• _WHAT YOU ARE ASKED TO DO_
Report how many lines in the records below contain the word "white", and give only that number.

• _DATA ROWS_
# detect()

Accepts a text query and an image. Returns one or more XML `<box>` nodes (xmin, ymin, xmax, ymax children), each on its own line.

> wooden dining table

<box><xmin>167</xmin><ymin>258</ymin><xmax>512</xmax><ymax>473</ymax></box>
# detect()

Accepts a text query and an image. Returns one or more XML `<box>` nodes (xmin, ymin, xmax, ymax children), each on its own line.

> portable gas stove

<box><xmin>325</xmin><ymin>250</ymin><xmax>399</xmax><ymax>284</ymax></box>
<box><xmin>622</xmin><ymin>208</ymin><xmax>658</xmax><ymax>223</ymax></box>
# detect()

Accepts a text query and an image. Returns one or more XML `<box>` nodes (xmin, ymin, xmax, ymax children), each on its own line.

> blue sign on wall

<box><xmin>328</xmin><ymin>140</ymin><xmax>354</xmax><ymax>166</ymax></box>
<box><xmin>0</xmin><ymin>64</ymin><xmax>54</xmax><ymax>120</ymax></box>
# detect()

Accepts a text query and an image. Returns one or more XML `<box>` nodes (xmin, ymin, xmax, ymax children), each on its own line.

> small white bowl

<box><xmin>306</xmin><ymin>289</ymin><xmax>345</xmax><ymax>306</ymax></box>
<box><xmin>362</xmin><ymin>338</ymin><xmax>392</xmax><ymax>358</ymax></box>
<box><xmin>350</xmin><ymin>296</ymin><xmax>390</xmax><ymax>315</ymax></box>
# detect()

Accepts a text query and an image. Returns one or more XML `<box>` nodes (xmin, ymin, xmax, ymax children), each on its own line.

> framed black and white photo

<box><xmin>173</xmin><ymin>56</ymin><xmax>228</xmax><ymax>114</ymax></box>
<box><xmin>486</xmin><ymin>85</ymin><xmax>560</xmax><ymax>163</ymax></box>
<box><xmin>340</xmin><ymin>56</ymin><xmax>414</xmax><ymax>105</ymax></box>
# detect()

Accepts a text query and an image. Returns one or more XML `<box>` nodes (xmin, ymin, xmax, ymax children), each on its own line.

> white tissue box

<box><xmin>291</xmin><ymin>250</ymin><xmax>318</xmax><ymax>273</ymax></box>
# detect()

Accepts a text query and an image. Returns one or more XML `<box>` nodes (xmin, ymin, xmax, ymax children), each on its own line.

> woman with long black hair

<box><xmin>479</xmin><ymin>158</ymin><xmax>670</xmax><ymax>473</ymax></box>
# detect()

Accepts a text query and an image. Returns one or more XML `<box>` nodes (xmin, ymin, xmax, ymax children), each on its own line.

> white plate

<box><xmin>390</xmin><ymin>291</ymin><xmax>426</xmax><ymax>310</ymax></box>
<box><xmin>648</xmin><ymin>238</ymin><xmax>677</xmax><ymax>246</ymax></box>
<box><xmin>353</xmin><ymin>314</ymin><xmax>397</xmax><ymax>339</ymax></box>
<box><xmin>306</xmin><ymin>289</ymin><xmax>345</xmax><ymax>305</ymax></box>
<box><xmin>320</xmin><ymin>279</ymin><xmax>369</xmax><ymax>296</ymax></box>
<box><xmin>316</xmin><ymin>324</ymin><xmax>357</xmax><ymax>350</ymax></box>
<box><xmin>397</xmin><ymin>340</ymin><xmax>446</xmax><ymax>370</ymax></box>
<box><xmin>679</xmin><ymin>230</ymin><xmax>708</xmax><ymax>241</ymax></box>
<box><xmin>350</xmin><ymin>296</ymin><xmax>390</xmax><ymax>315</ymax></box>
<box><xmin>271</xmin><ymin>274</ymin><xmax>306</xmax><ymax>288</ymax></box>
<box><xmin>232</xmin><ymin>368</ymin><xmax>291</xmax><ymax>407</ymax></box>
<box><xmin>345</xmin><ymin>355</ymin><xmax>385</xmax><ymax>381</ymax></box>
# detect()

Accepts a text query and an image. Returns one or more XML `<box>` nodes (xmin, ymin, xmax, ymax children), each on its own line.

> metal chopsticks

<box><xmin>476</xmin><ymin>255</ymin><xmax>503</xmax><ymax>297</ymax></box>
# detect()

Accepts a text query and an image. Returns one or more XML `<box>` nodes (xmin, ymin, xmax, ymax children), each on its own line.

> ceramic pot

• _FULL SOLUTION_
4